■ WAS ZU TUN IST
1. Beantworte anhand des Seitenauszugs über die Buchhandlung Ravensbuch:
(a) Seit wann ist Martin Riethmüller Geschäftsführer von Ravensbuch, und mit wem führt er das Geschäft?
(b) Um wie viel Prozent sollen die Kaltmieten laut dem ersten Punkt des Plans sinken?
(c) An welchen vier Standorten hat die Mietsenkung geklappt?
2. Setze den Seitenauszug über die Buchhandlung Ravensbuch nach seinem letzten Satz fort.

■ SEITENAUSZUG
Auch wenn er online sehr aktiv ist, das profitable Ladengeschäft fehlt ihm ebenso wie Martin Riethmüller, der seit vergangenem Jahr Geschäftsführer von Ravensbuch ist, gemeinsam mit seinem Vater Michael. Er hat am Mittwoch 30.000 Euro Soforthilfe des Landes Baden-Württemberg bekommen und bereits vor der Bekanntgabe der Schließungen aller Läden einen Fünf-Punkte-Plan entwickelt, um die Folgen der Ladenschließungen in den Griff zu bekommen:

  1. Reduktion der Kaltmieten um 50 Prozent – "Das hat zum Glück bei allen vier Standorten in Ravensburg, Friedrichshafen, Tettnang und Markdorf geklappt. Es geht ja letztlich darum, gemeinsam aus der Krise zu kommen, und auch den Vermietern geht es um Langfristigkeit. Es wäre ja fatal, wenn ein Einzelhändler nach dem anderen schließen müsste."

■ DAS MATERIAL
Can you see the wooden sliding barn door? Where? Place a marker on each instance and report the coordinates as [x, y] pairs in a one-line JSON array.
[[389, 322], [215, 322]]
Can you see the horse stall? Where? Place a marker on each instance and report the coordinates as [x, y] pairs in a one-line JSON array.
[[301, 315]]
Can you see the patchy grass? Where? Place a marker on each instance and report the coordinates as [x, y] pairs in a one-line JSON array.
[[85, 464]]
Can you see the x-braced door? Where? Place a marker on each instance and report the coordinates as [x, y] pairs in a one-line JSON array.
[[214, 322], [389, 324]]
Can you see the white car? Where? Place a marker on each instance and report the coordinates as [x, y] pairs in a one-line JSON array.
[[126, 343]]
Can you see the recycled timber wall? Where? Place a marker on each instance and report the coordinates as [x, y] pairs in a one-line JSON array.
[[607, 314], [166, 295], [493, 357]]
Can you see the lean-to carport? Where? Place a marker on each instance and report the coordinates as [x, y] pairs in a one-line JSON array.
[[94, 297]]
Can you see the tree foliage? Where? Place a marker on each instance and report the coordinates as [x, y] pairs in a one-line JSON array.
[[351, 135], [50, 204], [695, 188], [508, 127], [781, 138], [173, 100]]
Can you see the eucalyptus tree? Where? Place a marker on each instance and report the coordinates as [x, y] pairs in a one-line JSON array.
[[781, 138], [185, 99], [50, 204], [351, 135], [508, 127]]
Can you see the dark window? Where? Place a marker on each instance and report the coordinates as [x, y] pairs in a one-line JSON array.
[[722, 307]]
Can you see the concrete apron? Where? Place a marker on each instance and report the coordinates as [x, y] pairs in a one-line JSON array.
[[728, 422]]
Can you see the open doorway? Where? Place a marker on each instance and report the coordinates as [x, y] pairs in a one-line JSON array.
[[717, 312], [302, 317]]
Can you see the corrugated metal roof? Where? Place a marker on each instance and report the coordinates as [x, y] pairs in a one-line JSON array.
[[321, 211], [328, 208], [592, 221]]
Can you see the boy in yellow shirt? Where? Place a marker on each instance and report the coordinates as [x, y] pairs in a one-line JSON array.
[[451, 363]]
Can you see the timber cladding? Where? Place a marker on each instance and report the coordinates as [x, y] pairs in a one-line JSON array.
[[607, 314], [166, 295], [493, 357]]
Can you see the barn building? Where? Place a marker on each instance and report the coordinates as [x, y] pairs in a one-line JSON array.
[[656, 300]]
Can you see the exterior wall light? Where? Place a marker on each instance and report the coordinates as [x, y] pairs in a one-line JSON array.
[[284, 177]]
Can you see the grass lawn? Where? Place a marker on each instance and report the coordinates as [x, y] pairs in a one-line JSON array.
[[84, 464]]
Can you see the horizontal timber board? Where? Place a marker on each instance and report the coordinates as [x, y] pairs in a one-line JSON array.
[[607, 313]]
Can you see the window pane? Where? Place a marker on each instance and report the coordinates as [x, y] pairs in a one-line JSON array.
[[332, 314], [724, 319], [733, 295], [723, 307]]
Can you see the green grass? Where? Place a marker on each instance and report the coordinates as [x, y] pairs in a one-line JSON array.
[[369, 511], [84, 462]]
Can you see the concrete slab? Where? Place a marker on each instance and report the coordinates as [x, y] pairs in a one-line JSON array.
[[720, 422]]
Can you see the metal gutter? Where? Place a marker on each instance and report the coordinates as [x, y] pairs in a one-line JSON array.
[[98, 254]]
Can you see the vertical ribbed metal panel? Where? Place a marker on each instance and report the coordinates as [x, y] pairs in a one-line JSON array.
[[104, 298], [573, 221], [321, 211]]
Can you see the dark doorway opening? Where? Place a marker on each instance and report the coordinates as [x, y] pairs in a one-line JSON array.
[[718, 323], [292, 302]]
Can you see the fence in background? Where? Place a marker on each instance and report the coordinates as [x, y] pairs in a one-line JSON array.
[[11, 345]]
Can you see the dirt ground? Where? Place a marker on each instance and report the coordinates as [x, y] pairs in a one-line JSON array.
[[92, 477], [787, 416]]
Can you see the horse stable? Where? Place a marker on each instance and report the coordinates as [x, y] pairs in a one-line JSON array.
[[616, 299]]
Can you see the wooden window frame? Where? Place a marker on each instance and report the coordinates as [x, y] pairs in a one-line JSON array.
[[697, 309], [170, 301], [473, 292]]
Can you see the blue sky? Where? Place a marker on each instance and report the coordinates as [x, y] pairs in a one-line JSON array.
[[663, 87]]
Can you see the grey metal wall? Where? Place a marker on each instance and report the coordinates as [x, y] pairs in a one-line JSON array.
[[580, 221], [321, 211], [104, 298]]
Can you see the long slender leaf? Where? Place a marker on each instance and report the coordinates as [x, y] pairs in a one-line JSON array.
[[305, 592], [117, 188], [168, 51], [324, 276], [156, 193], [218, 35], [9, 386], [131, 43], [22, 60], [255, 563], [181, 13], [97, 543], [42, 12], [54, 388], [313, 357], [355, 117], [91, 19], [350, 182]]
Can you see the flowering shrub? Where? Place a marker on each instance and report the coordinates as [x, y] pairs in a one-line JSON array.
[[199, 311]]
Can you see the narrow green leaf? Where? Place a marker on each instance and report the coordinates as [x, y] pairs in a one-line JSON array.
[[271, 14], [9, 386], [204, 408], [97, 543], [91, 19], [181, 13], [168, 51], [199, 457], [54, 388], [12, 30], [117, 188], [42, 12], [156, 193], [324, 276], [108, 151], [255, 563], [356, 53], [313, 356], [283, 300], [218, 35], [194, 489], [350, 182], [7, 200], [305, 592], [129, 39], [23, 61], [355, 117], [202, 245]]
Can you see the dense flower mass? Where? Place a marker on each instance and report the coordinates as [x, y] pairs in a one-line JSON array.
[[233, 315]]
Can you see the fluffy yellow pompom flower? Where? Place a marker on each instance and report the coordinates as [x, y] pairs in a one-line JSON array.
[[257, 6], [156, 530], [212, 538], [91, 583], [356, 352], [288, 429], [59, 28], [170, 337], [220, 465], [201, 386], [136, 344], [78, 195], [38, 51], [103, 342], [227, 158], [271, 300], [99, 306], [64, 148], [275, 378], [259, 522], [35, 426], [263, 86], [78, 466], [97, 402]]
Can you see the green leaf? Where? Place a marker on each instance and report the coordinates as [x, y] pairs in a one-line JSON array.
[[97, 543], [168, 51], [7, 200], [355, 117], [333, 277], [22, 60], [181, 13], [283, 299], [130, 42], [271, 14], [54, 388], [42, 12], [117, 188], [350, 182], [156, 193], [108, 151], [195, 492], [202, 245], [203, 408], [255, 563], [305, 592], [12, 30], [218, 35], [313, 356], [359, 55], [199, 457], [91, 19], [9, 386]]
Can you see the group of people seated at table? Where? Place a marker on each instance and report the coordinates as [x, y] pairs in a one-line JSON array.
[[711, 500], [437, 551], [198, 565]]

■ ANTWORTEN JE AUFGABE
1.
(a) Seit vergangenem Jahr, gemeinsam mit seinem Vater Michael.
(b) Um 50 Prozent.
(c) In Ravensburg, Friedrichshafen, Tettnang und Markdorf.

2.
  2. Mitarbeiter in Kurzarbeit – "Bis auf die sechs Auszubildenden und einige Mitarbeiter etwa im Warengang sind alle in Kurzarbeit."
  3. Warenlager: "Wir sind mit den Verlagen in einem partnerschaftlichen Dialog, und bis auf eine Verlagsgruppe haben alle einer Verlängerung auf 120 Tage Valuta gewährt. Dafür sprechen wir dann keinen Lieferstopp aus."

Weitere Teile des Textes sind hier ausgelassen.